### EXTRACTED DATA:
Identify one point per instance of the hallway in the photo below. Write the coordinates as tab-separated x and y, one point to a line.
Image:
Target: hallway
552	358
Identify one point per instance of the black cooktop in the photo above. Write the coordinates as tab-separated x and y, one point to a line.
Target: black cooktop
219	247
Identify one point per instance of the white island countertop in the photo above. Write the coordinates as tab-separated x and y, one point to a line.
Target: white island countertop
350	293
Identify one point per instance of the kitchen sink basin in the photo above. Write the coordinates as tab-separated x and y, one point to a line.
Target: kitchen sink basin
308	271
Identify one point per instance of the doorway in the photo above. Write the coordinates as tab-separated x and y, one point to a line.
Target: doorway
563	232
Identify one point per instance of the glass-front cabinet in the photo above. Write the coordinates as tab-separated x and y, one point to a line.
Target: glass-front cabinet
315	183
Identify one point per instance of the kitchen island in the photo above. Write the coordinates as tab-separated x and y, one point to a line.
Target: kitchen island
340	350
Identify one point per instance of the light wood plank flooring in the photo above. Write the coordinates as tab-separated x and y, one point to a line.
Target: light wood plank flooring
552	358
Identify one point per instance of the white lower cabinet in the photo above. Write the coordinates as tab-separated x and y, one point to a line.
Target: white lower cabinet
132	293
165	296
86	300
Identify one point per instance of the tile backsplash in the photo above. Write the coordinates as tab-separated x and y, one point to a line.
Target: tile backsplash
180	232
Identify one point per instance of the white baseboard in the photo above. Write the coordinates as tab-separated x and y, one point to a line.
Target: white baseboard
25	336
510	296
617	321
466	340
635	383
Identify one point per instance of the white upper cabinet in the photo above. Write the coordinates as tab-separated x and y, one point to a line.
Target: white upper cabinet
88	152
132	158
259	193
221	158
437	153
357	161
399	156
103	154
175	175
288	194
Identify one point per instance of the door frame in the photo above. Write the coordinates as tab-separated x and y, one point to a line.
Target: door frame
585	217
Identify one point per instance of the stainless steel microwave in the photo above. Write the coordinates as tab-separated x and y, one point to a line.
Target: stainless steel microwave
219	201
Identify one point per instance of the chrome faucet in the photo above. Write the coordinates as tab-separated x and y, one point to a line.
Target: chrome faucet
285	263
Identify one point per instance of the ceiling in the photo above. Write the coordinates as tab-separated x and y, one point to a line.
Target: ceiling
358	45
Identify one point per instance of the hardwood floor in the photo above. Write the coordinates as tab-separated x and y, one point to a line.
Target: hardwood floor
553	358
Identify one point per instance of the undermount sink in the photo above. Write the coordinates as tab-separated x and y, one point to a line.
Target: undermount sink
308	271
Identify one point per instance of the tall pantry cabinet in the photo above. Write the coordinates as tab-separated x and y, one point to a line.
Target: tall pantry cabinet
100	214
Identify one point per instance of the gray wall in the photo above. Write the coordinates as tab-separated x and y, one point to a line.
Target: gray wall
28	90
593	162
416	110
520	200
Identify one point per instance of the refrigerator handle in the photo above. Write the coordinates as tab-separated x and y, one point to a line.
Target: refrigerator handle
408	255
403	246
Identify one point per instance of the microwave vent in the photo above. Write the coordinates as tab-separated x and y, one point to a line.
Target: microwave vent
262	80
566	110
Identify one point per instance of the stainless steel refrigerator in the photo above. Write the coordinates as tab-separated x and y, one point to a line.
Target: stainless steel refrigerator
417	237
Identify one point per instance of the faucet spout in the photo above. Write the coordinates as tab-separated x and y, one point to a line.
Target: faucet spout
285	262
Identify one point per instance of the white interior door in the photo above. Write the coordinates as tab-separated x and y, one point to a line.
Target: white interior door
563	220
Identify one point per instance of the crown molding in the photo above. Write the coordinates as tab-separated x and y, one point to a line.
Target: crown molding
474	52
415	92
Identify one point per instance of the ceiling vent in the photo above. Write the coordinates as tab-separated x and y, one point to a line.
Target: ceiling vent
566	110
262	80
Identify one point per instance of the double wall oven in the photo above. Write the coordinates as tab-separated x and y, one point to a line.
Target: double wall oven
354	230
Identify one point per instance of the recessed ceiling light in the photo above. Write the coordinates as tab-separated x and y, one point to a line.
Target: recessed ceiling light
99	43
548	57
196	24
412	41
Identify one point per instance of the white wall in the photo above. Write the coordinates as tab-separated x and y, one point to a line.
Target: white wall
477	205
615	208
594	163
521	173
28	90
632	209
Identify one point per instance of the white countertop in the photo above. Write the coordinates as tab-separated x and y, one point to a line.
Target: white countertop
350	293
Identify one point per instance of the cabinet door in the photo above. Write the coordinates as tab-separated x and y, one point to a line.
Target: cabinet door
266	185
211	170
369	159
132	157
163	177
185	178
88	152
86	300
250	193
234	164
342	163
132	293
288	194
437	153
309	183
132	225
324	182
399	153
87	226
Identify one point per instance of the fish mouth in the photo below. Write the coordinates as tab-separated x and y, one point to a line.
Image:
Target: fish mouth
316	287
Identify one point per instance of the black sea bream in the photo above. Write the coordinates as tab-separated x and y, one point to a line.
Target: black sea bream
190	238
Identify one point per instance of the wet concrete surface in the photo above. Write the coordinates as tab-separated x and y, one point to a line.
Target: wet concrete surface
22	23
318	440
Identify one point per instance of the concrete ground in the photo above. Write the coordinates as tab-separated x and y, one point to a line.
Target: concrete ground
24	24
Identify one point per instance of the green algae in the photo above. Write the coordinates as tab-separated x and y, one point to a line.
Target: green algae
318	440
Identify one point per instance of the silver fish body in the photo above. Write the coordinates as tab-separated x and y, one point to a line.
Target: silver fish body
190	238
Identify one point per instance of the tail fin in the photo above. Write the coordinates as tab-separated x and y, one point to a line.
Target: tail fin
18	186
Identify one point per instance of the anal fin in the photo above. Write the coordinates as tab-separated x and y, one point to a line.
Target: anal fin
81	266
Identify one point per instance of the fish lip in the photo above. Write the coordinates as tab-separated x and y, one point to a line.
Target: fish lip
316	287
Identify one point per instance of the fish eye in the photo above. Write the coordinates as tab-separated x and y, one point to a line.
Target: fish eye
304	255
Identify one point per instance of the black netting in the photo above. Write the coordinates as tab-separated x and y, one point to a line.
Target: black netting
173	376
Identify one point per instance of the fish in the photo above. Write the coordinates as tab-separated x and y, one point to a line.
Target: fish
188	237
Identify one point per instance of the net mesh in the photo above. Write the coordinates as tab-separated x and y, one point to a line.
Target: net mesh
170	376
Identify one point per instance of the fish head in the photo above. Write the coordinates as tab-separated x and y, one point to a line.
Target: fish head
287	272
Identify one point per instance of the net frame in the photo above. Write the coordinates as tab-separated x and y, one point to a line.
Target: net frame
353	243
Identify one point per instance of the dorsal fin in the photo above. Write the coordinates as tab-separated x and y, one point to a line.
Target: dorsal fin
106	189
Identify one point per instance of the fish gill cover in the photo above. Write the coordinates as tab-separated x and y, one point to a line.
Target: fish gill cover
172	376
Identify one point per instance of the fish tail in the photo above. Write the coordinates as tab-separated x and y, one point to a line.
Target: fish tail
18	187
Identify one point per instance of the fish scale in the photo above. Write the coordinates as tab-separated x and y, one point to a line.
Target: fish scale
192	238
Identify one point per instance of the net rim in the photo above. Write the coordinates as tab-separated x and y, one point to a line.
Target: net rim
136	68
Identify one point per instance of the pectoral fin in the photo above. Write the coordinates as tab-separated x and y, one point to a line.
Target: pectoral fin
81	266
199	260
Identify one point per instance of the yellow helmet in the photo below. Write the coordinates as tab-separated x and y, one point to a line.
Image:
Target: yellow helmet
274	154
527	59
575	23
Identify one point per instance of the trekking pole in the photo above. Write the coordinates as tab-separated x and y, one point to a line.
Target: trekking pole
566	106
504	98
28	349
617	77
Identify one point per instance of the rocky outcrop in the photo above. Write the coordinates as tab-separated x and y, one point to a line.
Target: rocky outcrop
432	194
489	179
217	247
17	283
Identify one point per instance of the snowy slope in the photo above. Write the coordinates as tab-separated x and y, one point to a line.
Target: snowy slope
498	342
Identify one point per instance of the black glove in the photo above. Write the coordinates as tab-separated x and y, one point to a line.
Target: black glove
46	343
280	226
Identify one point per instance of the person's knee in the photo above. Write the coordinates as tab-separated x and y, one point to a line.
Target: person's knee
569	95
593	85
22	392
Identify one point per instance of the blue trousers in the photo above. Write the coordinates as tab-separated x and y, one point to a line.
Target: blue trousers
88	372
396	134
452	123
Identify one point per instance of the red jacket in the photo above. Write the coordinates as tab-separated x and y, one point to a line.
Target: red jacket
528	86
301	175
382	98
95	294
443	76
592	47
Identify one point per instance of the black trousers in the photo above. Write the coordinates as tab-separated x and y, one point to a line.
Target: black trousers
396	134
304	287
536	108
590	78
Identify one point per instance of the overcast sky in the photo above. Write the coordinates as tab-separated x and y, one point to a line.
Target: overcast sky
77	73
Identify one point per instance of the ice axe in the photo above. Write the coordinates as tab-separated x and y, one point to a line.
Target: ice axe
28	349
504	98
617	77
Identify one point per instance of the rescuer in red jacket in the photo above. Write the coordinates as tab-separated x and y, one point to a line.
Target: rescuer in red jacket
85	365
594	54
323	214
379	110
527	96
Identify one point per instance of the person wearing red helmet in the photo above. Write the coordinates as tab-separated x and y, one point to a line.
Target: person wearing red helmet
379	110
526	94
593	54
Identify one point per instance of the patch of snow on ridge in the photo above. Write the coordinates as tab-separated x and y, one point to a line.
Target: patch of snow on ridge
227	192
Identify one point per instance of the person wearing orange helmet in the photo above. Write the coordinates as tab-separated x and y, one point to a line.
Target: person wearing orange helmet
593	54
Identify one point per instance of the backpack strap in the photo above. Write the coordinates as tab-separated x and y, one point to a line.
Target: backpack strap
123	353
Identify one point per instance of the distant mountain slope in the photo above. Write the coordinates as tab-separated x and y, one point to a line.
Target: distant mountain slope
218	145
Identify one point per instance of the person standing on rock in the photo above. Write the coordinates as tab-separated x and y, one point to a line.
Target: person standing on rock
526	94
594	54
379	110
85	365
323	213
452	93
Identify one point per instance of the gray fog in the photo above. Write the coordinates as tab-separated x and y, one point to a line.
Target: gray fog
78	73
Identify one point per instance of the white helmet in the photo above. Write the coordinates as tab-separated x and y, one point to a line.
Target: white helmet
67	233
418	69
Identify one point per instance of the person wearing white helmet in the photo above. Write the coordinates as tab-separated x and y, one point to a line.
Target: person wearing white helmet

### SET TASK:
Your task is to return, exactly and on their own, the lines from the one containing "Identify one point per instance of the patch" through the last line of the listing.

### WRITTEN SOLUTION:
Identify one point per instance of the patch of snow on ridge in the photo above. Write the coordinates as tab-separated x and y, one point to a line.
Target: patch of snow on ridge
227	192
Identify one point per instance of the person wearing orange helmet in the photo above. Write the coordinates as tab-separated x and y, one point to a line.
Target: person wearing orange helmet
593	54
Identify one point per instance of the backpack strap in the photo above. Write the coordinates as tab-separated x and y, one point to a line.
Target: backpack strap
123	353
Identify one point per instance of the distant mountain slope in the photo above. Write the coordinates as tab-separated x and y, one point to a line.
Target: distant mountain slope
218	145
Identify one point per instance of the person standing on rock in the photo above. Write the coordinates as tab-separated x and y, one point to a line.
Target: person standing on rock
526	94
594	54
379	110
85	365
323	213
452	93
Identify one point per instance of the gray fog in the photo above. Write the coordinates as tab-separated x and y, one point to a line.
Target: gray fog
78	73
Identify one point per instance of the white helmet in the photo above. Write the coordinates as tab-separated x and y, one point to a line.
Target: white helmet
67	233
418	69
Identify one point per instance of the person wearing white helmet in the photo above. Write the coordinates as tab-separated x and y, one point to a line.
Target: person wearing white helmet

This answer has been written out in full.